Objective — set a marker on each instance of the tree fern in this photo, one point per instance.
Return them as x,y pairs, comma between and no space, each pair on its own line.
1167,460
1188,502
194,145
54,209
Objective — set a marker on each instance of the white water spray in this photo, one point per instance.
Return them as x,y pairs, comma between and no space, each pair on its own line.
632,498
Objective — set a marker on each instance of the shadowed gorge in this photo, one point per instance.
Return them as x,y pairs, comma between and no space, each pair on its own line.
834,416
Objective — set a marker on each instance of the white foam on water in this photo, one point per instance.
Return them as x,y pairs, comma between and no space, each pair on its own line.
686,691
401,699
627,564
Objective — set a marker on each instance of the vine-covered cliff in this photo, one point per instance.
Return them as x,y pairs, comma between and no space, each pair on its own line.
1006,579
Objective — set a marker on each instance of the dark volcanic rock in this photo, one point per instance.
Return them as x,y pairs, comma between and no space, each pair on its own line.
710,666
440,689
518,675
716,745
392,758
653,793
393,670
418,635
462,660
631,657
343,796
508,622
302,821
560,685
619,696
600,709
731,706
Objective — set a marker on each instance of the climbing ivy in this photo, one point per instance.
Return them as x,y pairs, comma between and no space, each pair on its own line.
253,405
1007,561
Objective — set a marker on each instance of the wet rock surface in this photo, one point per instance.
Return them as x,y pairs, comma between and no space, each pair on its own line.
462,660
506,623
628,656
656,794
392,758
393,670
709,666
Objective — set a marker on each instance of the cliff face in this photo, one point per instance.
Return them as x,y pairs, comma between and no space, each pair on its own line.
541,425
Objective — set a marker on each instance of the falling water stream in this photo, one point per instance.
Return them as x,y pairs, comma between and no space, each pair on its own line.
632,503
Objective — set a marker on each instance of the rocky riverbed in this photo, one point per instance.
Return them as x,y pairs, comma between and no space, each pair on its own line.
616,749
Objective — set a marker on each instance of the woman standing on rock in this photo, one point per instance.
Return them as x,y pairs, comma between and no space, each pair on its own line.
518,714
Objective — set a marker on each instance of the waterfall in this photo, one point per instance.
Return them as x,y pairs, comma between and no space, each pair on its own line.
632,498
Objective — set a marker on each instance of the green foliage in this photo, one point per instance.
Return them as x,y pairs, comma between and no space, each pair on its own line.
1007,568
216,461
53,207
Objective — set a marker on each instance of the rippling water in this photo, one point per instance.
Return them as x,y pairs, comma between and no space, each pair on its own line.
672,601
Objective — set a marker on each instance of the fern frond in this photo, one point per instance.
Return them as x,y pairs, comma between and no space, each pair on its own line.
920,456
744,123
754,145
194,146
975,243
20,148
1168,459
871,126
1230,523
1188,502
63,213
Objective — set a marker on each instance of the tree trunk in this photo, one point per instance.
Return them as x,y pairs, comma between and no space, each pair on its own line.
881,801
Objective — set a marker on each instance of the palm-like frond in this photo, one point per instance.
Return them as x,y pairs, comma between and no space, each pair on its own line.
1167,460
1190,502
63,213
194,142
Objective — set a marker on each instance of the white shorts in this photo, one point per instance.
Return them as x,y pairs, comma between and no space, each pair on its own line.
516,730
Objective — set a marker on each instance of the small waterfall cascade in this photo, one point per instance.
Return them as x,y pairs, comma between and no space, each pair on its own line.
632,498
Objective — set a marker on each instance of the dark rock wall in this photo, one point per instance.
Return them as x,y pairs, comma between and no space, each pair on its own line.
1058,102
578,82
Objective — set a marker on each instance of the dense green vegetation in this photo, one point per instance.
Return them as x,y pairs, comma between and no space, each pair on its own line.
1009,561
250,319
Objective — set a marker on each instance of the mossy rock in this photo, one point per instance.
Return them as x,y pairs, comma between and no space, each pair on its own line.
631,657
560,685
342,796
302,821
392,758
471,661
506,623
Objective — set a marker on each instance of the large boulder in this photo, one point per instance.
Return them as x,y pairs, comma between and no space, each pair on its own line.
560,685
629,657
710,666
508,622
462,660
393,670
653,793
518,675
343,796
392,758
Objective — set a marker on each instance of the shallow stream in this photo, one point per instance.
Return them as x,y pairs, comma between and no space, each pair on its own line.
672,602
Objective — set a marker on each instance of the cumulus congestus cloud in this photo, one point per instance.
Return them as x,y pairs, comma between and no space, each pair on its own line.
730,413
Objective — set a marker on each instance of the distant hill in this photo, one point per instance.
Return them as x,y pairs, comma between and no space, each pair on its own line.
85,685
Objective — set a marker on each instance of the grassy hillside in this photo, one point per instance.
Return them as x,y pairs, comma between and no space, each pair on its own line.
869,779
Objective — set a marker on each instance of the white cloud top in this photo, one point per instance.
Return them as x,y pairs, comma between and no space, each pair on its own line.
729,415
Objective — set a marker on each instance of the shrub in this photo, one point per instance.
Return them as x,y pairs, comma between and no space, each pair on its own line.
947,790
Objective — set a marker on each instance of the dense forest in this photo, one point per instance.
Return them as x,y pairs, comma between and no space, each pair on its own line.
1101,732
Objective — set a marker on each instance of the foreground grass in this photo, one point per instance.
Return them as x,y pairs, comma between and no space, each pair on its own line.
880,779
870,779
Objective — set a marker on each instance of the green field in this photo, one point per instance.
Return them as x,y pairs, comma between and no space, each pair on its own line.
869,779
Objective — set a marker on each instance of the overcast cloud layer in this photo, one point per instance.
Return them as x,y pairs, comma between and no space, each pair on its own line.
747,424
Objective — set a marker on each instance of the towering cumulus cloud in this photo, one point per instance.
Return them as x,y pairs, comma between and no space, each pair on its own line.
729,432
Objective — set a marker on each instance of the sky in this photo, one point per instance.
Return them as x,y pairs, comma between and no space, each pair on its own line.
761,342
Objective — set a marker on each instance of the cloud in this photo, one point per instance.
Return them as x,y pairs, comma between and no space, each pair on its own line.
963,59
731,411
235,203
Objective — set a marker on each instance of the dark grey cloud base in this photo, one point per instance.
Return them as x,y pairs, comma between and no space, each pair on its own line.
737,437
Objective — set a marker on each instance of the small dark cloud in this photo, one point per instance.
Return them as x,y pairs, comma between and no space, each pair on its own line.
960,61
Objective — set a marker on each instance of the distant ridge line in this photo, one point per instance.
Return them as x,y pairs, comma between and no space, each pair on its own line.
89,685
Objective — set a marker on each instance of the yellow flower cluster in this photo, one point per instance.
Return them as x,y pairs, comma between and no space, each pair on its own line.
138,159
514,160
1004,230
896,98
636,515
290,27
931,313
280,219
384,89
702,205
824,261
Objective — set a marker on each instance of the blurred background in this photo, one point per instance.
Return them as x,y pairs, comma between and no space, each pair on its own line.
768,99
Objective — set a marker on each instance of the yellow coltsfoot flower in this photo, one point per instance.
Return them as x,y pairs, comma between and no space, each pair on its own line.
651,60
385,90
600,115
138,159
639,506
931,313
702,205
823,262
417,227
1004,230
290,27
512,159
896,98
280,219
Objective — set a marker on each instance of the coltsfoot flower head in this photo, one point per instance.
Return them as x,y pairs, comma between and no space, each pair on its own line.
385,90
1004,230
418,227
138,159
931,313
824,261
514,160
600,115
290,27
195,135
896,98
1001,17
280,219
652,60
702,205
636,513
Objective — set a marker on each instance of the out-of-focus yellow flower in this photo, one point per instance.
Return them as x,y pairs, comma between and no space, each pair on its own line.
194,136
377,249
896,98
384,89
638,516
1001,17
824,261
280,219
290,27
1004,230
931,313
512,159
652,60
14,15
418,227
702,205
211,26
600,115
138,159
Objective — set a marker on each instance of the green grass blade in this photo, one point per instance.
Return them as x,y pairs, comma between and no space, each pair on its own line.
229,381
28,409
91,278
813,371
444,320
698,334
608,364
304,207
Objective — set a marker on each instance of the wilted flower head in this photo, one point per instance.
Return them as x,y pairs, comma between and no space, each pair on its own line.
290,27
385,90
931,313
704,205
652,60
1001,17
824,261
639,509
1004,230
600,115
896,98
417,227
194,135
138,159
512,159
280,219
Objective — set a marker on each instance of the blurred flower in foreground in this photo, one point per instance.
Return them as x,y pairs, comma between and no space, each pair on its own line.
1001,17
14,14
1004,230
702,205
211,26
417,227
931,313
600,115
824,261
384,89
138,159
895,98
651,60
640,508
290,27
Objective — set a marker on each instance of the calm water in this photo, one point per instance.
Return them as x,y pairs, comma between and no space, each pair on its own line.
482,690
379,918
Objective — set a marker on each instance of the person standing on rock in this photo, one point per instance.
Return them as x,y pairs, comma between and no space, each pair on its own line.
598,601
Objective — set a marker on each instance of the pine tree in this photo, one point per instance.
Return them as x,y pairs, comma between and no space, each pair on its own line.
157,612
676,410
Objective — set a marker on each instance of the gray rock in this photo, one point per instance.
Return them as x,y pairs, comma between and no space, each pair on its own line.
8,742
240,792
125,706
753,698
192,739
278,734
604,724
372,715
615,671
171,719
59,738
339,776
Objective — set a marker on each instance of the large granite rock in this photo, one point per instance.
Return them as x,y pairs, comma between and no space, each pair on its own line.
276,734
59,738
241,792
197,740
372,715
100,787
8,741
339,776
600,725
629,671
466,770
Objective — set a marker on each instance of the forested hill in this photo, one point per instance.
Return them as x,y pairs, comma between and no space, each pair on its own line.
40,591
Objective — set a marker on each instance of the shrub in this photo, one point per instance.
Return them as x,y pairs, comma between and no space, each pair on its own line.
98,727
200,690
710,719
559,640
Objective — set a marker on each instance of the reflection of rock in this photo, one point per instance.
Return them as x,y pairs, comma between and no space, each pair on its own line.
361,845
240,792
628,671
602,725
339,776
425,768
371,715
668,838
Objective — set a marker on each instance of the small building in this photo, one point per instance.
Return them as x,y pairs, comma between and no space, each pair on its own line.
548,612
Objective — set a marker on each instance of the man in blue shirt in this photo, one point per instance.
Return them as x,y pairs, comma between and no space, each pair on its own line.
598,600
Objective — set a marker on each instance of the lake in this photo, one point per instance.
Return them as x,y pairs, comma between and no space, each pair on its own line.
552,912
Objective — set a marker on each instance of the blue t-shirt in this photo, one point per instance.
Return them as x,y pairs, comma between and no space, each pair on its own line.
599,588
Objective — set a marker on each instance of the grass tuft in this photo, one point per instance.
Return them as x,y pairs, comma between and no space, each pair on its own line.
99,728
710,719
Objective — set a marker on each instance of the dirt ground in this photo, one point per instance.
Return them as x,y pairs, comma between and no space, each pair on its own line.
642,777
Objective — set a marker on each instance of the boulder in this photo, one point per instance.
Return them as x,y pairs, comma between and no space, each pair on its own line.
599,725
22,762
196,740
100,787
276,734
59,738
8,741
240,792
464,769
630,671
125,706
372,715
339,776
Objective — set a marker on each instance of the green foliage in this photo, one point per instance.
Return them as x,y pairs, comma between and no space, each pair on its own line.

▶ _Direction_: Give back exactly the lines from the line containing "Objective — set a marker on each instance of the blue" to the end of the entries, and no other lines.

▶ _Reply_:
Objective — set a marker on each instance of the blue t-shirt in this photo, one point per instance.
Return them as x,y pairs, comma between and no space, each pair on its own line.
599,588
Objective — set a marker on each instance of the grass tuft in this photo, one point per instance.
Return them as x,y pairs, comma between and no space, each pair on its own line.
99,728
710,719
Objective — set a marker on each instance of the dirt ground in this photo, one point per instance.
Return them as x,y pairs, comma between and no space, each pair on its own line.
642,777
Objective — set a marker on each instance of the boulder in this photo, one point per instance.
Return them as x,y pairs, comma between and no space, each pair on its own line.
599,725
22,762
196,740
100,787
276,734
59,738
8,741
240,792
464,769
630,671
125,706
372,715
339,776
Objective — set a marker on each instance of the green foliage in this photo, one point per instance.
Return them as x,y pairs, comma between and no space, each pair on its own line.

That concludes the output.